- **What is being asked**
Return a verbatim reproduction of each line, starting at the line with "Phrase: white plaster wall" and ending at the last line of the listing below.

- **Supplied entries**
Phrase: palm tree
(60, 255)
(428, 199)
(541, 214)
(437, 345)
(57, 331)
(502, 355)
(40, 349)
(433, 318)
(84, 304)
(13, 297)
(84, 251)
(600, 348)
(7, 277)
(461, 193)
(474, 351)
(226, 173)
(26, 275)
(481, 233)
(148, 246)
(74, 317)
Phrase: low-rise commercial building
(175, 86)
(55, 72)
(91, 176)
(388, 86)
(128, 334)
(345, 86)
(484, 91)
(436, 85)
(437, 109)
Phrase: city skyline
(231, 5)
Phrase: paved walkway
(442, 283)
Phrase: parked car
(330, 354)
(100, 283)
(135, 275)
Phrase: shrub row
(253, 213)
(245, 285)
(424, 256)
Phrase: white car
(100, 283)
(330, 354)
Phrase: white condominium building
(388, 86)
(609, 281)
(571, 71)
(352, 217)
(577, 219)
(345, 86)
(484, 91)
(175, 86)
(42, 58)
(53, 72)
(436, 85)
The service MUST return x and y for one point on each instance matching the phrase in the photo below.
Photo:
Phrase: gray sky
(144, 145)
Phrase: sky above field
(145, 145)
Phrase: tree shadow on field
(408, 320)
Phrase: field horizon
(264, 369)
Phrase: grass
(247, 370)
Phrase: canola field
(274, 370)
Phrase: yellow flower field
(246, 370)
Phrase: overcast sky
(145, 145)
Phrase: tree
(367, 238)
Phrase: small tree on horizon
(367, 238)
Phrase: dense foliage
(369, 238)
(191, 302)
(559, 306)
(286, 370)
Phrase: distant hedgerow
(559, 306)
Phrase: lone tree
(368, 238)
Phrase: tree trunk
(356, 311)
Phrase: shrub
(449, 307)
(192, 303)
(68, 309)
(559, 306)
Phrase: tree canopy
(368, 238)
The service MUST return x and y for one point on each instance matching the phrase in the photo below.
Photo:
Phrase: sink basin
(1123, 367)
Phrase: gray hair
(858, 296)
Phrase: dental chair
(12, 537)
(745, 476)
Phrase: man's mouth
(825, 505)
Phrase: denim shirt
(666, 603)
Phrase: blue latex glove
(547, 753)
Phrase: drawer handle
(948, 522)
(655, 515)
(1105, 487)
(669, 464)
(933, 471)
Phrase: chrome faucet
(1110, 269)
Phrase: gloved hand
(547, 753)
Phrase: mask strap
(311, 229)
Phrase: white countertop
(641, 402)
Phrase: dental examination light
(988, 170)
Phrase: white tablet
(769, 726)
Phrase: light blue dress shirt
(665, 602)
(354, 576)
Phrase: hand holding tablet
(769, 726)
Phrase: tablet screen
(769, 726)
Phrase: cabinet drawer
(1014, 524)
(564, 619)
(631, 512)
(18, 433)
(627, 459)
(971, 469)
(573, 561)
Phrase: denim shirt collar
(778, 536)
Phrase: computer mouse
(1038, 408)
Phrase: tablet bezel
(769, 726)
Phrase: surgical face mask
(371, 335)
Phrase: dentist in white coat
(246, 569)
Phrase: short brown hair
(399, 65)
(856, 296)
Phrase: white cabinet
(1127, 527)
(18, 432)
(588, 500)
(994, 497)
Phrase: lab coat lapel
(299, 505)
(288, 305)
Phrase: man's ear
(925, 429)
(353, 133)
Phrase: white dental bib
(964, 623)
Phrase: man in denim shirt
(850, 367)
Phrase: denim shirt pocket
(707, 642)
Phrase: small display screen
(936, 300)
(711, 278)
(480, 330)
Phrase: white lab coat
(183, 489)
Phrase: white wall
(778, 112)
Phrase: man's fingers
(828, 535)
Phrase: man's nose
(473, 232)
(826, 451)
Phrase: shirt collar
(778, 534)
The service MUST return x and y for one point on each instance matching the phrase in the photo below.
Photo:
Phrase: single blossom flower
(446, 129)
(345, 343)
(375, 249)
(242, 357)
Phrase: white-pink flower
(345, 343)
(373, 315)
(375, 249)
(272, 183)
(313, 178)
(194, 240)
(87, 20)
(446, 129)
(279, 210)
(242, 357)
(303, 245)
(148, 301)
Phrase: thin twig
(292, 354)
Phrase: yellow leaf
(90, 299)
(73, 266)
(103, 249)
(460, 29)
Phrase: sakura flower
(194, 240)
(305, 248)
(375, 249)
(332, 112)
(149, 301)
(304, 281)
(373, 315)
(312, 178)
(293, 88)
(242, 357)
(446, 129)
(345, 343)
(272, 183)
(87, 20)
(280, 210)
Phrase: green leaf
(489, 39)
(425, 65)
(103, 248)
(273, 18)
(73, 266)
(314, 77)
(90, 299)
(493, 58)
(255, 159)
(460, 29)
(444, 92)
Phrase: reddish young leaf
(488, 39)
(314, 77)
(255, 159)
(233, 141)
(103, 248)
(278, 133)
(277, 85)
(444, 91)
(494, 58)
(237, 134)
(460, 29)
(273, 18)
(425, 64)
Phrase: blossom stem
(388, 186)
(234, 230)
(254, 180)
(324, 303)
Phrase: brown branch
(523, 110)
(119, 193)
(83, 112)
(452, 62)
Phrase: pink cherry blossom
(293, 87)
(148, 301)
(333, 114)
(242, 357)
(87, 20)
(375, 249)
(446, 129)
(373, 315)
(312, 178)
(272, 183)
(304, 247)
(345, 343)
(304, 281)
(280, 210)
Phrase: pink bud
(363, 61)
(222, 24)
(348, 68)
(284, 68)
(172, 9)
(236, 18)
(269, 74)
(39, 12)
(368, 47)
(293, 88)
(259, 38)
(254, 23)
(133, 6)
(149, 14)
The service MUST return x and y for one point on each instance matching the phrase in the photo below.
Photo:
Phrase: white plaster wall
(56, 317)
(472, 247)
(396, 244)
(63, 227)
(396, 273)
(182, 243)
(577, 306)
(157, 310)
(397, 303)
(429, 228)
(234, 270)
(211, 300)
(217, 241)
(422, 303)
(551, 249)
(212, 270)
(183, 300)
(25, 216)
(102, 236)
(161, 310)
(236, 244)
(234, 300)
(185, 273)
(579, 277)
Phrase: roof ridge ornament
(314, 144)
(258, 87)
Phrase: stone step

- **Response area**
Phrase: white plaster wall
(56, 317)
(472, 247)
(396, 244)
(63, 227)
(396, 273)
(182, 243)
(577, 306)
(157, 310)
(397, 303)
(429, 228)
(234, 270)
(211, 300)
(217, 241)
(422, 303)
(551, 249)
(212, 270)
(183, 300)
(25, 216)
(102, 236)
(161, 310)
(236, 244)
(234, 300)
(185, 273)
(579, 277)
Phrase: roof ridge ornament
(314, 144)
(258, 87)
Phrase: stone step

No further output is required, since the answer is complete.